Copy word for word the part of the excerpt on land and structure price indexes below from "The two Expanding" to "in Land prices.".

EXCERPT PROVIDED
===============
The two Expanding Window series, P LEW 9 t and P LEW 21 t can barely be distinguished from the transitive Model 4 land price series, P L t . Thus, the two real time EW land price series do not suffer from a major chain drift problem. The 21 quarter Rolling Window land price series, P LRW 21 t , is more volatile than the EW series and the 9 quarter Rolling Window land price series, P LRW 9 t , is even more volatile. However, the two RW series do capture the trends in Land prices.
Figure 5 shows that the real time Expanded Window structure price indexes that use the 9 and 21 quarter training periods, P SEW 9 t and P SEW 21 t , cannot be distinguished from each other. However, these Expanding Window structure indexes are much more volatile than the Model 4 structure price index P S t that used the data for all forty-four quarters and is free from chain drift. This is an indication that the training period should be longer than twenty-one quarters in order to obtain less volatile indexes that are closer to being transitive. The Rolling Window structure price index that used 21 quarters of training data, P SRW 21 t , shows a great deal of volatility around P S t and the index that used only 9 quarters of training data, P SRW 9 t , is even more volatile. However, all 4 EW and RW indexes do capture the trends in structure prices that are defined by P S t = P S 4 t .
To know how a Rolling Window approach using a mean splice would work for our data we computed land, structure, and overall Mean Splice indexes using a Rolling Window consisting of twenty-one quarters. The resulting Mean Splice Rolling Window land and structure indexes using a twenty-one-quarter training period were almost identical to the corresponding Expanding Window indexes using a twenty-one-quarter training period. Thus, we have not included these Mean Splice indexes in the above Figures. In a recent comprehensive simulation, von Auer (2025) showed that half splice and mean splice seemed to produce more reliable results than window splice and movement splice so there is room for additional research to determine the “best” way for linking the results of a new set of indexes with an existing set of indexes.
The overall conclusion that emerges from these figures is that the Expanded Window and Rolling Window with Mean Splice indexes based on the Model 4 specification of land and structure utility functions that use five years of training data led to relatively smooth land and structure subindexes that were largely free from chain drift. However, choosing a longer training period would probably improve the smoothness and transitivity of the resulting EW and RW indexes.
Finally, the price levels for land and structures that were generated by the five alternative sets of estimates presented in Table 6 can be combined with the Model 4 utility functions to generate aggregate property price indexes as was done in the previous section. Using chained Fisher indexes to aggregate over the structures and land indexes listed on Table 6 leads to Table 5 alternative aggregate property price indexes. The aggregate Fisher property price index that corresponds to the Model 4 aggregate prices, P L t and P S t listed in Table 6, is equal to the chained Fisher property price index P FCH 4 t that is listed in Table 5. Instead of using P L t and P S t listed in Table 6, we could use P LEW 21 t and P SEW 21 t and construct an alternative chained Fisher property price index. It turns out that this alternative property price index cannot be distinguished from P FCH 4 t that is listed in Table 5. Using the remaining three pairs of price indexes for land and structures that are listed in Table 6 led to alternative aggregate chained Fisher property price indexes that also could not be distinguished from P FCH 4 t . Thus, the various methods that were used to extend the aggregate property price index in real time, in the end, led to more or less the same aggregate property index.
===============
ROWS
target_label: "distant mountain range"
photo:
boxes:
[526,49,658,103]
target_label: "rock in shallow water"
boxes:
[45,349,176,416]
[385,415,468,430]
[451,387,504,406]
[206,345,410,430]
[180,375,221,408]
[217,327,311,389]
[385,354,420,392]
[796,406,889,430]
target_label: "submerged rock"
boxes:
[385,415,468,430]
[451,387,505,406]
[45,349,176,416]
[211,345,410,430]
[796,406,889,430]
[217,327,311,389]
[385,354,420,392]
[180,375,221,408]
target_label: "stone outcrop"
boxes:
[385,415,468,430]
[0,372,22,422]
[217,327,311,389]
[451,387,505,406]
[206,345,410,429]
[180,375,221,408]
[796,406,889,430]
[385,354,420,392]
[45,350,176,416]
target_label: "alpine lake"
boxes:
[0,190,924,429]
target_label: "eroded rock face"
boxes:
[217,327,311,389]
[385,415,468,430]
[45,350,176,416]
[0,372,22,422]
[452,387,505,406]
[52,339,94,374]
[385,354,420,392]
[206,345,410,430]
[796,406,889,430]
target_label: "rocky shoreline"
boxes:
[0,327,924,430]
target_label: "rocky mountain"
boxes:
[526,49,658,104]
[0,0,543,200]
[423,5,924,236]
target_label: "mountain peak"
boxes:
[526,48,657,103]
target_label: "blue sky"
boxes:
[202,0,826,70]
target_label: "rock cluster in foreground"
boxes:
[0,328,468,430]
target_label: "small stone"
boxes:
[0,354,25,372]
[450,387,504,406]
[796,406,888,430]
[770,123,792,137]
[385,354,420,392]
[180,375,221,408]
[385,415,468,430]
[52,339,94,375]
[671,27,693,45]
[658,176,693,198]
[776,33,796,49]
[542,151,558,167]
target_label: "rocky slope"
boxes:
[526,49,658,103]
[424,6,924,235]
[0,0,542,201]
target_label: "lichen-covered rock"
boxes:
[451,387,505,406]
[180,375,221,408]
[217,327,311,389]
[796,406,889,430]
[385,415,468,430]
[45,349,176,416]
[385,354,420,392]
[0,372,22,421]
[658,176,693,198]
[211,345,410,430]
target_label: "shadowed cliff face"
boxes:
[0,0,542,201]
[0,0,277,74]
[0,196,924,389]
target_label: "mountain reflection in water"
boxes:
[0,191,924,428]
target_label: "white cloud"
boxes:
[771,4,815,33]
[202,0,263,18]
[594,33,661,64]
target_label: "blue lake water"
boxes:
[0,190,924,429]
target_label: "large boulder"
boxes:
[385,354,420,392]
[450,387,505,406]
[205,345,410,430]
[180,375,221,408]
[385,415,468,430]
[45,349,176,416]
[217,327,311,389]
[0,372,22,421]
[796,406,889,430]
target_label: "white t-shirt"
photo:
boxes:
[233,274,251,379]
===============
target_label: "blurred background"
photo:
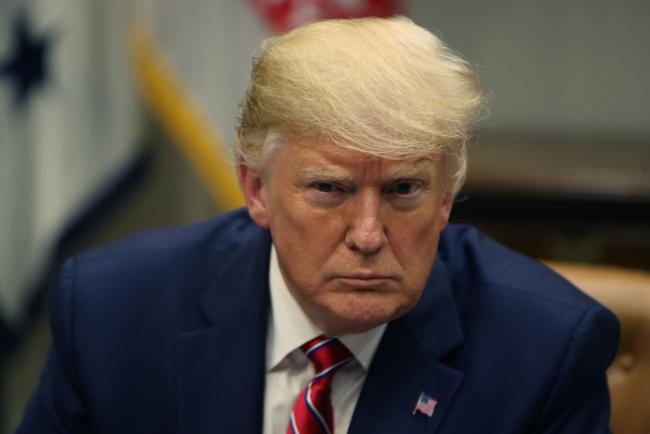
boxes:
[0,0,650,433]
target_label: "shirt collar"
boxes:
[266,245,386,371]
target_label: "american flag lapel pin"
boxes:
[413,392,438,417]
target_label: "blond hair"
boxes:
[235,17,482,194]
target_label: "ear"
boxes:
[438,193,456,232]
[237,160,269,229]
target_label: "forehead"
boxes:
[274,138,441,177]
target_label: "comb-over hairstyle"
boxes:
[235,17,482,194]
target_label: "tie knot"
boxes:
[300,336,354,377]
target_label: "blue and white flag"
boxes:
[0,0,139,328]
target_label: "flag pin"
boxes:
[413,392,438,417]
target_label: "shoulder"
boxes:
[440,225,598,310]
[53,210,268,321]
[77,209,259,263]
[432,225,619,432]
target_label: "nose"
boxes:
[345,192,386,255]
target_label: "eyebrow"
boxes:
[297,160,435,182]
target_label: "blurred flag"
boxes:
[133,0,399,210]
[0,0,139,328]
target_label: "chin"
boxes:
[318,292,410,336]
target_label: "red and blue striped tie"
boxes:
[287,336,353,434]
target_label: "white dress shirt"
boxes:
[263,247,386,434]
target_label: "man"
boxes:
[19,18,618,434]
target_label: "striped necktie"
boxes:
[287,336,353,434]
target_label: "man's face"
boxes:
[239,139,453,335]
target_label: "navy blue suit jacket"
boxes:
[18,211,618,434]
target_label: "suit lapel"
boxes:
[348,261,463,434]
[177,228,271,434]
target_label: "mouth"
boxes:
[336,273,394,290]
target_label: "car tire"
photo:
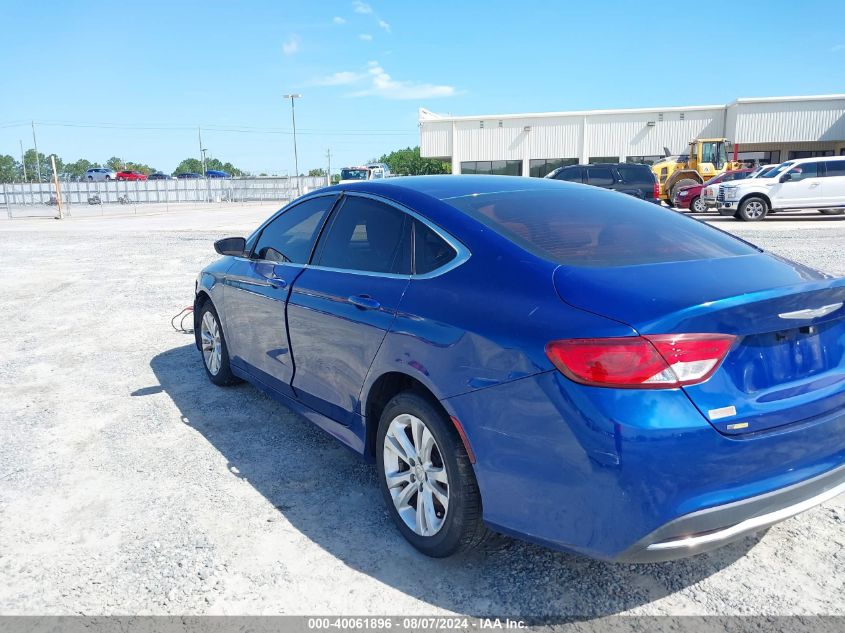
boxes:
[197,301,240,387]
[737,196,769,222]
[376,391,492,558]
===============
TASK RESPONSE
The two Expanding Window series, P LEW 9 t and P LEW 21 t can barely be distinguished from the transitive Model 4 land price series, P L t . Thus, the two real time EW land price series do not suffer from a major chain drift problem. The 21 quarter Rolling Window land price series, P LRW 21 t , is more volatile than the EW series and the 9 quarter Rolling Window land price series, P LRW 9 t , is even more volatile. However, the two RW series do capture the trends in Land prices.